#### [Required work]
Please go line by line through the material and copy each one containing the word "drawer".
┌─ Exercise materials
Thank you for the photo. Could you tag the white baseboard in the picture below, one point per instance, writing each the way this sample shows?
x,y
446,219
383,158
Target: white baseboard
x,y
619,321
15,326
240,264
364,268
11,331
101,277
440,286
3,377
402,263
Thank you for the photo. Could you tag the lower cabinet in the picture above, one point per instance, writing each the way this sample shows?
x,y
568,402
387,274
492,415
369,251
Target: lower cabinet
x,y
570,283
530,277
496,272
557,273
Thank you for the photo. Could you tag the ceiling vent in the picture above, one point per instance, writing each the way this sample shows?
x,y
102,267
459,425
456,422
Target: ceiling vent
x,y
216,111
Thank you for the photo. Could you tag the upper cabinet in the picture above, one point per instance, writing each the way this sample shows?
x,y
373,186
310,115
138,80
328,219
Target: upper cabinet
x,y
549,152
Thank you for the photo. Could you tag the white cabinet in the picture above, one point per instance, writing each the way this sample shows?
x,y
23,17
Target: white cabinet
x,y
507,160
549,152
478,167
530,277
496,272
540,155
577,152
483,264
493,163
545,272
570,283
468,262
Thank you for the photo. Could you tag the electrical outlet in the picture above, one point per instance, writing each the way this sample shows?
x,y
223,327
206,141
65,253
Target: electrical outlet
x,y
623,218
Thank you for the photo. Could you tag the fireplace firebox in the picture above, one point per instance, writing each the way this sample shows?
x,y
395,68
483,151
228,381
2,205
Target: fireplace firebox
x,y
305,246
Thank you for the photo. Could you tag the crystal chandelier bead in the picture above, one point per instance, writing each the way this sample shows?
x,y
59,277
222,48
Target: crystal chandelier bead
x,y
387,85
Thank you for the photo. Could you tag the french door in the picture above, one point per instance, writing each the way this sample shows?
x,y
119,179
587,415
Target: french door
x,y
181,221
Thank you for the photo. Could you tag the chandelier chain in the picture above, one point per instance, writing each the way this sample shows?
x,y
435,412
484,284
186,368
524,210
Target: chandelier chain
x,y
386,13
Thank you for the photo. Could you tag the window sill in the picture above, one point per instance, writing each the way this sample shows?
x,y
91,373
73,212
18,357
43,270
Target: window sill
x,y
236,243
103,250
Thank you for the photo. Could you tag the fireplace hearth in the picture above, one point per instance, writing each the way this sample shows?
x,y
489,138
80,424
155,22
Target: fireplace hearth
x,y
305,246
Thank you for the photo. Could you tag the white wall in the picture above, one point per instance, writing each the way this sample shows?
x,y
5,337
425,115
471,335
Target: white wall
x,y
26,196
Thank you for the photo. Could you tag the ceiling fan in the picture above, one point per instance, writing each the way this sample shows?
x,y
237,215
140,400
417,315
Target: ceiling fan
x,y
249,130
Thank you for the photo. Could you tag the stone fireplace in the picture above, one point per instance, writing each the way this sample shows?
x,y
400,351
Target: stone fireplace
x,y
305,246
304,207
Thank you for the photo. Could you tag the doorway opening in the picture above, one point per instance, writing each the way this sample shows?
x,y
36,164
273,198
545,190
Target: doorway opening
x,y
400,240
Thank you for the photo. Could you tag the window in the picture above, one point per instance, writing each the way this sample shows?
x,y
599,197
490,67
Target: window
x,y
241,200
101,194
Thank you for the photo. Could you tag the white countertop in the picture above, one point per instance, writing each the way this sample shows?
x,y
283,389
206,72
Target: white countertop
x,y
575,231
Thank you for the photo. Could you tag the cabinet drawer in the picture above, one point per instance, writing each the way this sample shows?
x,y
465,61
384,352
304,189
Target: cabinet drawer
└─
#### [Result of the exercise]
Thank you for the photo. Could you tag the cabinet drawer in the picture above, one point per instance, writing each the way this sample shows?
Target: cabinet drawer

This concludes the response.